_Data extracted from a collection_.
<<<<

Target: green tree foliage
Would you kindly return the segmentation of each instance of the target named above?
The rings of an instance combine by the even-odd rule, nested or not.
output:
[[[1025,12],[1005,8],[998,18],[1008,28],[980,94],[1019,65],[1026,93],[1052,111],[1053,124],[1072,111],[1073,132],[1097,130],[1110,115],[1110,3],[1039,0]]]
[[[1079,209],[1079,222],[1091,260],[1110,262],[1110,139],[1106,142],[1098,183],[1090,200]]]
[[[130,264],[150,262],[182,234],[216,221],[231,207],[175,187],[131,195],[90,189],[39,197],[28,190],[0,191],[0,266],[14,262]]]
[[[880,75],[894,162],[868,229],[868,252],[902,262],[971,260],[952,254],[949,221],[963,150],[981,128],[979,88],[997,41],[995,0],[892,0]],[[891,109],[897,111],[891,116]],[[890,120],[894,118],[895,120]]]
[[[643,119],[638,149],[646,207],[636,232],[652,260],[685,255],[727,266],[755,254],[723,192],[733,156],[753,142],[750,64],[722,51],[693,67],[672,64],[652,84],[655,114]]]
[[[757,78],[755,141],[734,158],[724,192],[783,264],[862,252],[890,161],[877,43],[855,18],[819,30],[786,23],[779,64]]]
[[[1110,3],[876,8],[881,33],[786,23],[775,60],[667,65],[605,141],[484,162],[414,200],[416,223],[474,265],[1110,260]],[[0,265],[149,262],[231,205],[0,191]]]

>>>>

_What is expected_.
Output each line of the listing above as a numbered list, omitting any blank lines.

_Expected answer_.
1. Target: green tree foliage
2. Would you kindly return the segmentation of each instance of the target named above?
3. The rings of an instance combine by the even-odd rule, nested or not.
4. output:
5. [[[1025,12],[1005,8],[998,18],[1008,28],[980,94],[1019,65],[1026,93],[1052,111],[1053,124],[1072,111],[1073,132],[1097,130],[1110,115],[1110,3],[1039,0]]]
6. [[[1079,209],[1079,222],[1091,260],[1110,262],[1110,139],[1106,142],[1098,183],[1090,200]]]
7. [[[130,264],[150,262],[182,234],[216,221],[231,207],[175,187],[131,195],[90,189],[39,197],[28,190],[0,191],[0,266],[14,262]]]
8. [[[880,75],[894,162],[868,229],[868,252],[902,262],[971,260],[952,254],[949,221],[963,150],[981,128],[979,88],[997,41],[995,0],[892,0]],[[891,109],[897,111],[891,116]],[[890,120],[894,118],[895,120]]]
9. [[[643,119],[638,149],[646,207],[636,232],[652,260],[685,255],[727,266],[755,254],[723,192],[733,156],[753,142],[750,64],[722,51],[693,67],[672,64],[652,84],[655,114]]]
10. [[[757,78],[755,141],[734,158],[724,192],[783,264],[862,252],[890,161],[877,43],[855,18],[819,30],[786,23],[779,64]]]
11. [[[1110,3],[876,8],[881,33],[786,23],[775,60],[667,65],[605,141],[484,162],[414,200],[416,223],[474,265],[1110,260]],[[0,265],[149,262],[231,205],[0,191]]]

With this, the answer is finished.